**** Given data ****
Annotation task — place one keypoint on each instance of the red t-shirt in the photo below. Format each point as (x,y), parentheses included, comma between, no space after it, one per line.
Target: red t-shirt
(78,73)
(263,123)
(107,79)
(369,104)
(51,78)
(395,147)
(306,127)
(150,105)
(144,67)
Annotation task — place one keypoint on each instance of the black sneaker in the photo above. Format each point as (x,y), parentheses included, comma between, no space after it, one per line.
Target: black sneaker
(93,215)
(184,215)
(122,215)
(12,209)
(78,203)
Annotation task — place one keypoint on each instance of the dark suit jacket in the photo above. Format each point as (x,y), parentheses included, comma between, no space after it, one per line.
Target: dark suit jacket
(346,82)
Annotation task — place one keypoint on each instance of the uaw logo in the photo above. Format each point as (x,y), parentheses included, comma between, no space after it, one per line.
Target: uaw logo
****
### Problem requirements
Please turn the records above into a numbered list with one line per item, leaving out any blank lines.

### Solution for this problem
1. Annotation task — place one keypoint on each instance of the red t-shirt in the photo below. Format each point as (x,y), parentheses included, comma between, no space after it, one per line.
2. Target: red t-shirt
3. (78,73)
4. (263,123)
5. (107,79)
6. (369,104)
7. (51,78)
8. (395,147)
9. (306,127)
10. (150,105)
11. (144,67)
12. Annotation task — place one keypoint on each instance of the black sneaker in the photo above. Format each point as (x,y), parentheses included, comma between, no space after it, one per line.
13. Target: black sneaker
14. (93,215)
15. (184,215)
16. (122,215)
17. (12,209)
18. (78,203)
19. Annotation task — place one keypoint on each instance of the dark suit jacket in the photo above. Format each point as (x,y), parentheses included, comma between, no space after it, one per line.
20. Target: dark suit jacket
21. (346,82)
22. Annotation task — place one keypoint on each instance of the uaw logo in the photo above. Format each point as (x,y), parentheses included, comma between, no space after it, one per line.
23. Target: uaw logo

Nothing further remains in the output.